> _Requirement_:
Can you copy word for word the portion of the text on teenagers and sexual disease in Papua New Guinea, from "Our teenagers are" up to and including "premature sexual experiences."?

> _Text segment_:
Segment Open

FROM PAPUA NEW GUINEA

We are failing our children

Our teenagers are becoming infected with syphilis and gonorrhoea. Increasing numbers are developing HIV/AIDS. The future of our families, clans and tribes lies in their hands. In this country these diseases are mainly spread through sexual contact. So we can conclude that the rising incidence of these diseases among teenagers is a direct result of premature sexual experiences.

Why premature? It can be argued that once teenagers are physically capable of having sex, there is no sound reason to try and stop what is a natural act. That may be true in a society with minimal traditional structures or religious beliefs. Many overseas countries have long ago abandoned their inherited social frameworks and religious beliefs, and their people measure personal success by their ability to satisfy physical and material needs. The traditional family and extended social structures that would once have dealt with sexual issues have been replaced with a form of liberal humanism that encourages much and forbids little. That is their answer to the challenge of establishing a new cultural and spiritual order.

In these societies, teenage parents attending the middle level classes of high schools are now a common phenomenon. Female students now feel little community condemnation when they bring their infants with them to Year 9 or 10 classes at high school. Some inner city schools have created child-minding facilities for these teenage mothers. We know of a 10 years old boy about to enter high school, whose 25 years old father is about to graduate from university. It is of little use for community leaders, church spokesmen and concerned health officials to bemoan the trend towards this type of situation in PNG. Many of our traditional societies lie in tatters around us. In today's society, whether we like it or not, telling a 15 years old PNG boy that he's too young to have sex is equivalent to the legendary King Canute confronting the incoming tide at the seashore and commanding it to retreat. He drowned.

It seems to us that there is only one way to convince teenagers to exercise sexual restraint, and that process is long-term and may not prove fully effective. We must recognize that the society in which we grew up has gone, changed beyond all recognition. Our challenge is to help create a contemporary culture that will deal with problems like teenage sex in a realistic and acceptable way. In other words, this is a time of great flux within PNG society, a time in which many of the beliefs of our forebears have already been discarded, and many others have simply disappeared. There is a pressing need for governments, churches, and all those who want to see a bright and brave future for our country to contribute to the creation of a societal framework that makes that goal possible. 15 year old girls may soon be spotted nursing their six months old babies in Year 9 classes in our senior schools. That may be unavoidable. At least that would be a public recognition of the reality.

To turn on these teenagers and kill them for their behaviour exposes us as criminally incompetent parents trapped in a decaying culture. We stand guilty. We won't acknowledge that our system of implanting desirable beliefs in today's children is woefully inadequate. We are failing to give any form of moral and spiritual guidance to our youngsters. We have demolished the community framework in which our system of ethics, morals and religion once worked effectively. We have failed dismally to replace it. Yet at the same time we expect teenagers to make value judgements about appropriate and inappropriate behaviour. To further confuse matters, we pay only lip service to the precepts that we verbally exalt to our own children. Is it reasonable to expect a 15 years old youth of either sex to remain chaste and live life in harmony with our misty image of what is "good behaviour," when Father is sleeping openly with the woman next door? There is a pressing need to rebuild our society, and in the process devise new parameters that will address the needs of a generation facing challenges and temptations undreamed-of by their parents.

Segment Closed

(Point-per-instance localization data)
Segment Open

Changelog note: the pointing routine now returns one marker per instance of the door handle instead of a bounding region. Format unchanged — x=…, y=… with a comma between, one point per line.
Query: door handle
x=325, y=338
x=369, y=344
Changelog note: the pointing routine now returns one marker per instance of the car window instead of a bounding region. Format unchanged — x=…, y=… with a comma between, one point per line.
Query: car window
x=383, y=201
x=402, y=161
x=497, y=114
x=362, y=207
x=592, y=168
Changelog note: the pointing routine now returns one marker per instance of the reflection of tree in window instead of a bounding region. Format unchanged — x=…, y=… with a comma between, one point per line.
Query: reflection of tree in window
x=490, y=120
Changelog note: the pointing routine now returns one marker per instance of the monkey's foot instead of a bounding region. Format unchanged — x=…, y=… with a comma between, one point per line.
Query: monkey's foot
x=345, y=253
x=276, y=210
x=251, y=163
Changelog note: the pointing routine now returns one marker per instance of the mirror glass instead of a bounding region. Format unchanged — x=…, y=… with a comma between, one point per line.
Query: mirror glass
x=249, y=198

Segment Closed

> _Reply to the task_:
Our teenagers are becoming infected with syphilis and gonorrhoea. Increasing numbers are developing HIV/AIDS. The future of our families, clans and tribes lies in their hands. In this country these diseases are mainly spread through sexual contact. So we can conclude that the rising incidence of these diseases among teenagers is a direct result of premature sexual experiences.